_Task item_.
The entries that follow include a run beginning at the line with "Query: runway pavement" and ending at the line with "Query: tan instrument panel"; restate that run word for word and leave the rest out.

_Photo-based referring expression data_.
┌──
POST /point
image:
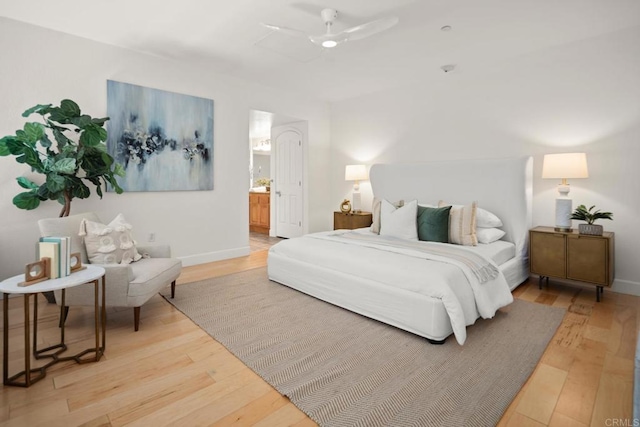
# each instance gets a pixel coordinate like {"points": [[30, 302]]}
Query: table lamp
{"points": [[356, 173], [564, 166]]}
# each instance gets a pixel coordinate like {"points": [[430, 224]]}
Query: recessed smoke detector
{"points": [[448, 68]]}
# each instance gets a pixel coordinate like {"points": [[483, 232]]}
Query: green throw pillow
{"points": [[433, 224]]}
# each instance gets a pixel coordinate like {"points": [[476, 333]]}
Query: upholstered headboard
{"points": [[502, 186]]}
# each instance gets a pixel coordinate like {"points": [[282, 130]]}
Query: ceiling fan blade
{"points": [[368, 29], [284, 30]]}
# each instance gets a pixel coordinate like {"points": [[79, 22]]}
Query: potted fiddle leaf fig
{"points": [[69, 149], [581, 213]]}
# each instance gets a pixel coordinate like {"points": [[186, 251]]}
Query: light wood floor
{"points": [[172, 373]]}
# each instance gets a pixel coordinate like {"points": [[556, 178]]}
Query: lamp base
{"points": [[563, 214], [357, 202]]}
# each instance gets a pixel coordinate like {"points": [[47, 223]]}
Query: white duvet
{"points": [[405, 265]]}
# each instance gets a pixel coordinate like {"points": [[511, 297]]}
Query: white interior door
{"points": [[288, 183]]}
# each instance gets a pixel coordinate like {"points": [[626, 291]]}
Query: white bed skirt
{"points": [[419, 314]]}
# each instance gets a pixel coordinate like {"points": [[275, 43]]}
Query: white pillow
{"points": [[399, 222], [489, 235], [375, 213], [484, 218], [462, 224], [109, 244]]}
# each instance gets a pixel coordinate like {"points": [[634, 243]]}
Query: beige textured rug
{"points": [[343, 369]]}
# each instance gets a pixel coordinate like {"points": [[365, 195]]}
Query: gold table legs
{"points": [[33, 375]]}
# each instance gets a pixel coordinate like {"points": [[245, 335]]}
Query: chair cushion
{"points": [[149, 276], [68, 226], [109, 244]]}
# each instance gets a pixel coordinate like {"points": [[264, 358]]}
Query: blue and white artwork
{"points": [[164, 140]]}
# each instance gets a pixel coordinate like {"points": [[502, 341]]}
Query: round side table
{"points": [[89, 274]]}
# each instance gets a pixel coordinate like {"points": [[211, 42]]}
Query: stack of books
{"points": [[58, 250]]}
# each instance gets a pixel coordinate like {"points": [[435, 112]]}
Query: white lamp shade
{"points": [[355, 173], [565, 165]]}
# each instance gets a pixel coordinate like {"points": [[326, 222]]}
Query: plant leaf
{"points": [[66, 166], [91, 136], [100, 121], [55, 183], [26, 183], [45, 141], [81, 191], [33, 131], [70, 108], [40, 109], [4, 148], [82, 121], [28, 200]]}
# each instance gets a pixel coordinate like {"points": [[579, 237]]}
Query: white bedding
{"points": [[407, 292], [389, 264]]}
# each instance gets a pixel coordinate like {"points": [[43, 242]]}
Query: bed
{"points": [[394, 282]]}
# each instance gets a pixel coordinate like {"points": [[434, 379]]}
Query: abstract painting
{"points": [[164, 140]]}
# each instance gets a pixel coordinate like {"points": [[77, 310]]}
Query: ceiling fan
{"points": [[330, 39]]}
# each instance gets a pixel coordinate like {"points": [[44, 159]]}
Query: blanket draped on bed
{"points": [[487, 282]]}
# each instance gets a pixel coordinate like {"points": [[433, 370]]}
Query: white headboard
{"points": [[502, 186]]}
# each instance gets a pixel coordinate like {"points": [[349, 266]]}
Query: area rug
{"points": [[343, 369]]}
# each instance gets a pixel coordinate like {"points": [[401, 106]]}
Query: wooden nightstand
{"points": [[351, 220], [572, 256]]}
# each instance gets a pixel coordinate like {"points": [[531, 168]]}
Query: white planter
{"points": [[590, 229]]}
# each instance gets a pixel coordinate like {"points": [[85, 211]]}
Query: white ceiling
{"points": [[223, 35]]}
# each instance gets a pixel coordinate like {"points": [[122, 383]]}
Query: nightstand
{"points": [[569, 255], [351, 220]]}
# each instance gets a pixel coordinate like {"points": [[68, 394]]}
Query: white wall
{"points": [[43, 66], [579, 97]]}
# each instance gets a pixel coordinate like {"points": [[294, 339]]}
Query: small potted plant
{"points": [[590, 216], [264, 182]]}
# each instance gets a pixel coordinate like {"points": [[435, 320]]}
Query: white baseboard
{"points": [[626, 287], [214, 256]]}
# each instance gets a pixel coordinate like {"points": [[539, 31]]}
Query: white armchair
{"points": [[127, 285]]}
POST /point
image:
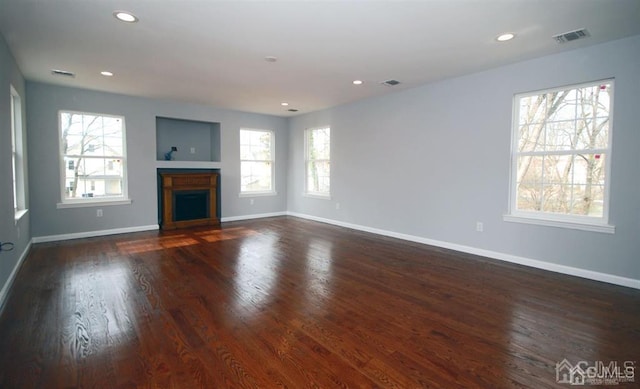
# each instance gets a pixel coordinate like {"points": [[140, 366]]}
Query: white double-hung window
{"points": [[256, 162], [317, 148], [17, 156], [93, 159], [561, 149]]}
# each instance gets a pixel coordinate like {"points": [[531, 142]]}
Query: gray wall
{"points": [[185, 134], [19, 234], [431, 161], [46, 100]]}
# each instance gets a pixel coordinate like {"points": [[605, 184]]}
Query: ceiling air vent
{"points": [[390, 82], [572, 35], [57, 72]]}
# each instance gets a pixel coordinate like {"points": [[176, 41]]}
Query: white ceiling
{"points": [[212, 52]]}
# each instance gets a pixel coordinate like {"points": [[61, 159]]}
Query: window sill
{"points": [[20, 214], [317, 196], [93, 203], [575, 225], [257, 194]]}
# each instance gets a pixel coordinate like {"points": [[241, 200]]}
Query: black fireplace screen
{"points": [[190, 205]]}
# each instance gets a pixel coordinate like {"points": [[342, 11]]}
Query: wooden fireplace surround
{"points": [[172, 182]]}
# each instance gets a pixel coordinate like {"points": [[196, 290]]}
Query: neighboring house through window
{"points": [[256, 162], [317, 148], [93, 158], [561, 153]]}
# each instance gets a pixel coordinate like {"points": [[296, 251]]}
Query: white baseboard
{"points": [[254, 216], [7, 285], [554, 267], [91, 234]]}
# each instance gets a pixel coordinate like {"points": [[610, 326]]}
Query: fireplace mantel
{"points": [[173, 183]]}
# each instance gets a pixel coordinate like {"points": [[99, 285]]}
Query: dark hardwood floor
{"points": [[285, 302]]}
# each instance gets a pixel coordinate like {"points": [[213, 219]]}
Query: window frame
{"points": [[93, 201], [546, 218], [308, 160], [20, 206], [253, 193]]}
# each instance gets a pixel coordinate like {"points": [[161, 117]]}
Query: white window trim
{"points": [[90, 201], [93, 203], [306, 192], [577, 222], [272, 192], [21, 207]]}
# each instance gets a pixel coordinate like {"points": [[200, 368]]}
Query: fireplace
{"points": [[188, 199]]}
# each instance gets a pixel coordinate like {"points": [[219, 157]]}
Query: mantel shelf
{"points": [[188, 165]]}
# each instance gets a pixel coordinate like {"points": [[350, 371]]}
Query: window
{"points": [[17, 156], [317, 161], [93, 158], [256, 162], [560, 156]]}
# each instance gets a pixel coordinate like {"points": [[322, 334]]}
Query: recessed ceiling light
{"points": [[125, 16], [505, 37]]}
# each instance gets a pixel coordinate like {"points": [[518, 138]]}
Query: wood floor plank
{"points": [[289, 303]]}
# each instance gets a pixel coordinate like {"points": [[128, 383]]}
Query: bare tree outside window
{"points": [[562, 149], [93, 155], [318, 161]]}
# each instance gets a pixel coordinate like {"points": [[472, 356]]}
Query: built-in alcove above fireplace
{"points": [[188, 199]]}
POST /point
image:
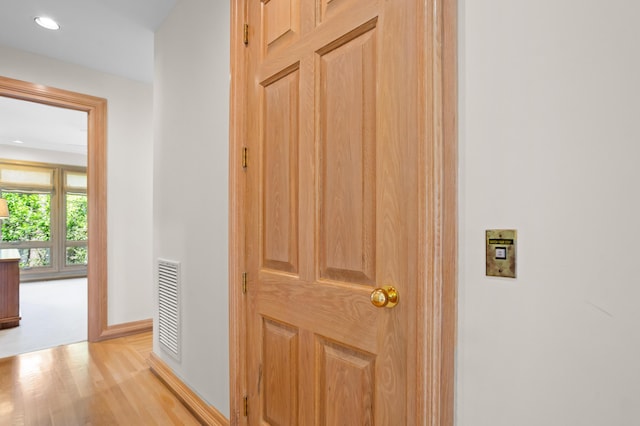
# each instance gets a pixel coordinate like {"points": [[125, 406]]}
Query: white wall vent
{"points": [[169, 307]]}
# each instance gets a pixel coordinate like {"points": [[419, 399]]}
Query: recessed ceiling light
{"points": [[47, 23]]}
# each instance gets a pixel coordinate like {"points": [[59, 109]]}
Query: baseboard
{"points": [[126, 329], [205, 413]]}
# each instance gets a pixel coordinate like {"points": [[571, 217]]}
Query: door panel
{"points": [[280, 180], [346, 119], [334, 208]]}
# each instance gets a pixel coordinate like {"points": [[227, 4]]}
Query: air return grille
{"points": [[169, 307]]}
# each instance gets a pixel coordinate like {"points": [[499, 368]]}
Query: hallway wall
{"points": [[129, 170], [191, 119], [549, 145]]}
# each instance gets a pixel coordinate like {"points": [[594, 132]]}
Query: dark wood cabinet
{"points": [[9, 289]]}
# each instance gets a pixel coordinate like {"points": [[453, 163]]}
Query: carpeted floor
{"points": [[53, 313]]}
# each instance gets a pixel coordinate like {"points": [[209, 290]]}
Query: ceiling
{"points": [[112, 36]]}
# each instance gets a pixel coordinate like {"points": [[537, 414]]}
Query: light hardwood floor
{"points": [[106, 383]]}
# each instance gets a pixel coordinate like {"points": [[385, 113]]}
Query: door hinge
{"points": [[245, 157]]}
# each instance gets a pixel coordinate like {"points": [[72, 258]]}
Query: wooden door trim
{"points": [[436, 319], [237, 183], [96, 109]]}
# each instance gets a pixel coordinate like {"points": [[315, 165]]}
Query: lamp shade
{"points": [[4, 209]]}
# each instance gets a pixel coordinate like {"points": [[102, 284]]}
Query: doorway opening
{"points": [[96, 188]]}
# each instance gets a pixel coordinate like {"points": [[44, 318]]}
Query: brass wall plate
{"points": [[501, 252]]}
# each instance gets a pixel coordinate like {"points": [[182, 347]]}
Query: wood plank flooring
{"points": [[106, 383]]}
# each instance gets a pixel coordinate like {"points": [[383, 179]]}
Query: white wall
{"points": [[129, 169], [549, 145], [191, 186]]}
└──
┌──
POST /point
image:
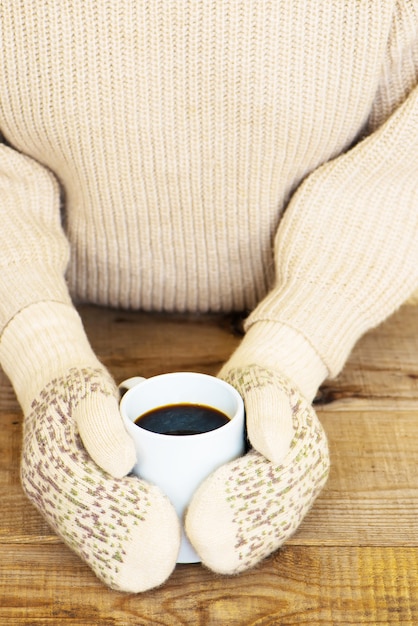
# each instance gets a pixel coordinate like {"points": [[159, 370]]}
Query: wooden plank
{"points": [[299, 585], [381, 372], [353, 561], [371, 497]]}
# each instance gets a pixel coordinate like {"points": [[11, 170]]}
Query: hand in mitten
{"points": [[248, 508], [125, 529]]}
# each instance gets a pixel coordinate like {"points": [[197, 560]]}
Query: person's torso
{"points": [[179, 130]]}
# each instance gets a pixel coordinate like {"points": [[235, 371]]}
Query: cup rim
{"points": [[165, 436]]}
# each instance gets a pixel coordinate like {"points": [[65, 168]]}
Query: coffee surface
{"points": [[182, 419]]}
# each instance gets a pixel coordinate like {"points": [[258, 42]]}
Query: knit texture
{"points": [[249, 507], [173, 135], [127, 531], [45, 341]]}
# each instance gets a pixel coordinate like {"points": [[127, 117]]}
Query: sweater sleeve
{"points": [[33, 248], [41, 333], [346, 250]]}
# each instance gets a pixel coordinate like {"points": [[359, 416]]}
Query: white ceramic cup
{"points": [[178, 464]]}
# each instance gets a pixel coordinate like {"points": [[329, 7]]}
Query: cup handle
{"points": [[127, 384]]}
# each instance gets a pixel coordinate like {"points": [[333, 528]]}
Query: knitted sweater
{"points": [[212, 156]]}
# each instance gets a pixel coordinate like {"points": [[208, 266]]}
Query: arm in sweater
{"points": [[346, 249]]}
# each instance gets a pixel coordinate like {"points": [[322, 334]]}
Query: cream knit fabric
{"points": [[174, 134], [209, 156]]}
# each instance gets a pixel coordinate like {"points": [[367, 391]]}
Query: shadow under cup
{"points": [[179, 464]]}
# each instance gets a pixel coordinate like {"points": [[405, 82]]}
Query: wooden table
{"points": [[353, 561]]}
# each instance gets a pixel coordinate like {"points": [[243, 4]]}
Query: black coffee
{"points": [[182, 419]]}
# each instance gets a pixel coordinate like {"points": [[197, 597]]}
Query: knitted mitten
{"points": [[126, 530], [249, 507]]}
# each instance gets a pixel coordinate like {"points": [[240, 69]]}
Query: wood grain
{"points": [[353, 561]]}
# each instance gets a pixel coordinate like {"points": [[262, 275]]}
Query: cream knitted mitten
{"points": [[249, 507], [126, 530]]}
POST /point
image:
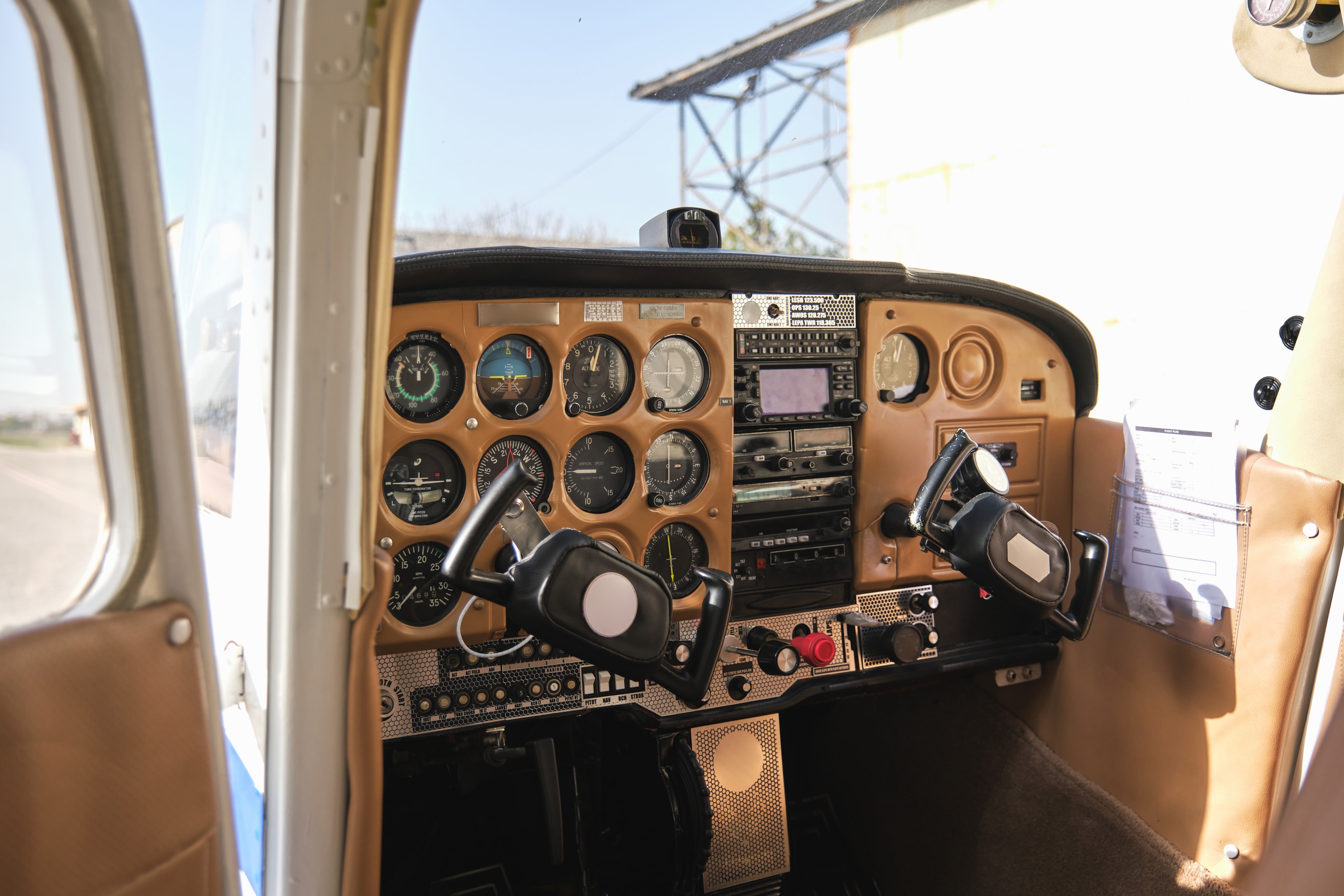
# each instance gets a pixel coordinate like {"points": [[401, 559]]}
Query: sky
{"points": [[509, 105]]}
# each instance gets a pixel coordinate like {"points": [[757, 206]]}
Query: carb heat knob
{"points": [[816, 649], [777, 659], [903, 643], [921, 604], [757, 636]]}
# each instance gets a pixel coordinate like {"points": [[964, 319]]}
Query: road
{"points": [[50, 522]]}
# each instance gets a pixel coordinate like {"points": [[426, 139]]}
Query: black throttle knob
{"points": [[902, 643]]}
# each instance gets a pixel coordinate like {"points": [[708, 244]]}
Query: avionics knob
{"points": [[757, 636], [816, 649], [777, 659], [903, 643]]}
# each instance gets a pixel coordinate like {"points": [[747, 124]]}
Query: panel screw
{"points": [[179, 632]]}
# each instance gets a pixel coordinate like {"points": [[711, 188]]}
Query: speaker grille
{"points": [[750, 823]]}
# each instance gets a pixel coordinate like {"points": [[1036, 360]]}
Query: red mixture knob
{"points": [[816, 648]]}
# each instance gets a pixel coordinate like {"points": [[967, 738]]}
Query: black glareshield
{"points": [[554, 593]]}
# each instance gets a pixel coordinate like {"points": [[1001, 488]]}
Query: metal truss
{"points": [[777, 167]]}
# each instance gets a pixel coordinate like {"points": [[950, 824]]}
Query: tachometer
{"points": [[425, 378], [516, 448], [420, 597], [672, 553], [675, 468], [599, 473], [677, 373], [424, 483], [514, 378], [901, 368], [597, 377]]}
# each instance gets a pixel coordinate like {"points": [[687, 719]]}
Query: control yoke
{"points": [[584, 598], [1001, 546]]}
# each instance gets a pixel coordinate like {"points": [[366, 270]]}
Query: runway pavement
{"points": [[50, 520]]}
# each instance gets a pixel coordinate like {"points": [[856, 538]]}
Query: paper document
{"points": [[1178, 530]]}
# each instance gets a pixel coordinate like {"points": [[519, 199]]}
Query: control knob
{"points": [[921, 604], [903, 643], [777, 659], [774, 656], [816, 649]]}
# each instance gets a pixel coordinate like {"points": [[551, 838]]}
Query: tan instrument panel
└──
┌──
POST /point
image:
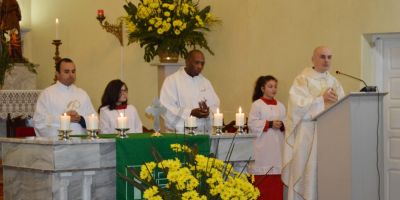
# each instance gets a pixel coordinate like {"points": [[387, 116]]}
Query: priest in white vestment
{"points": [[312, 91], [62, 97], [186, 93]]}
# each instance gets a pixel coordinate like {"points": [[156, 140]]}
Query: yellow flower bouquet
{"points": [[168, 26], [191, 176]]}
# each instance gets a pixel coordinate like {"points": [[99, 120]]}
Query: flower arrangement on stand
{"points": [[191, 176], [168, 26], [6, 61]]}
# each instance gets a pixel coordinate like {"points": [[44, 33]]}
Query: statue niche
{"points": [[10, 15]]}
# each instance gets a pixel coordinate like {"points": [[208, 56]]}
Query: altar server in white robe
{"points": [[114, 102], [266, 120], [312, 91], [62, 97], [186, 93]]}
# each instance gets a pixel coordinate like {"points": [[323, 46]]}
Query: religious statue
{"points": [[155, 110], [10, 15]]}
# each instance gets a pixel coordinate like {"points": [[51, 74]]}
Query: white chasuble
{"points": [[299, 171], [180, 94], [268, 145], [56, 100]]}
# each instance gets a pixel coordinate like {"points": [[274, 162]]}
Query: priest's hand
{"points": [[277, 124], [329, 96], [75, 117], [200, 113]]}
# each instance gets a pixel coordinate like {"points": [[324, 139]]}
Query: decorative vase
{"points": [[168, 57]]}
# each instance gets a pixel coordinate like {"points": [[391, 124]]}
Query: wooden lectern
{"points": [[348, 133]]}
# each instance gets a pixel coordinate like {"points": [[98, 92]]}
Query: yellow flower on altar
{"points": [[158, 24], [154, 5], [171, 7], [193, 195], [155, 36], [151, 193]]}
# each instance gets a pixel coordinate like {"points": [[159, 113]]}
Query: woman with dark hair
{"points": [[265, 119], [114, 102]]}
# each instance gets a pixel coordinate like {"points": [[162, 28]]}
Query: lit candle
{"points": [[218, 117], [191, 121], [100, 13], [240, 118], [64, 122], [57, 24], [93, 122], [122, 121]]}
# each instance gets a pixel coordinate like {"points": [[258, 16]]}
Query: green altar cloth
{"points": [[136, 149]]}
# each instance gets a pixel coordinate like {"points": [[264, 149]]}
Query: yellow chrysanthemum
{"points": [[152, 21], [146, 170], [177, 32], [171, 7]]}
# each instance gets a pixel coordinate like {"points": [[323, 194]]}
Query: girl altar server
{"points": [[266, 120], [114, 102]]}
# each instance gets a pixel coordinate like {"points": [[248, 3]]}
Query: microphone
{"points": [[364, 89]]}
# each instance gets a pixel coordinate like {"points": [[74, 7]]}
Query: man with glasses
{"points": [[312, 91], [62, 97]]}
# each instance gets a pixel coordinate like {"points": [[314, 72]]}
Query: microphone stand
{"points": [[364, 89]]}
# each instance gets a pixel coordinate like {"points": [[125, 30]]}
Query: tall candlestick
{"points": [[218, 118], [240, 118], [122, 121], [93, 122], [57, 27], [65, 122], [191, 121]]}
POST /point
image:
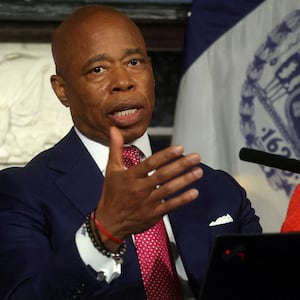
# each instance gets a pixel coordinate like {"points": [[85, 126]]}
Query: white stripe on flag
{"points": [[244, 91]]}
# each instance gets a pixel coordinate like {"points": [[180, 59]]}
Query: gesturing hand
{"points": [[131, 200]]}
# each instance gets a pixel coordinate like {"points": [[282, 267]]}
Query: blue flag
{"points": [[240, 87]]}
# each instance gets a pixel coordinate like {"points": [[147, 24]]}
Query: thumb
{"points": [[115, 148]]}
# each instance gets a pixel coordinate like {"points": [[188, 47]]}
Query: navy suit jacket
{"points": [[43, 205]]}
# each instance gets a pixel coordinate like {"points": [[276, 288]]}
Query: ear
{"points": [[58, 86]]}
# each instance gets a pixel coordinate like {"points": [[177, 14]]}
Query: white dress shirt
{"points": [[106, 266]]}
└──
_Answer area_.
Query: runway pavement
{"points": [[50, 520]]}
# each instance gets a pixel coordinate like {"points": [[856, 538]]}
Query: paper document
{"points": [[1178, 530]]}
# each instance gets a pixel coordinate like {"points": [[519, 199]]}
Query: control knob
{"points": [[921, 604], [903, 643], [777, 659], [774, 656], [816, 649]]}
# each instance gets a pixel coordinate like {"points": [[551, 838]]}
Query: tan instrument panel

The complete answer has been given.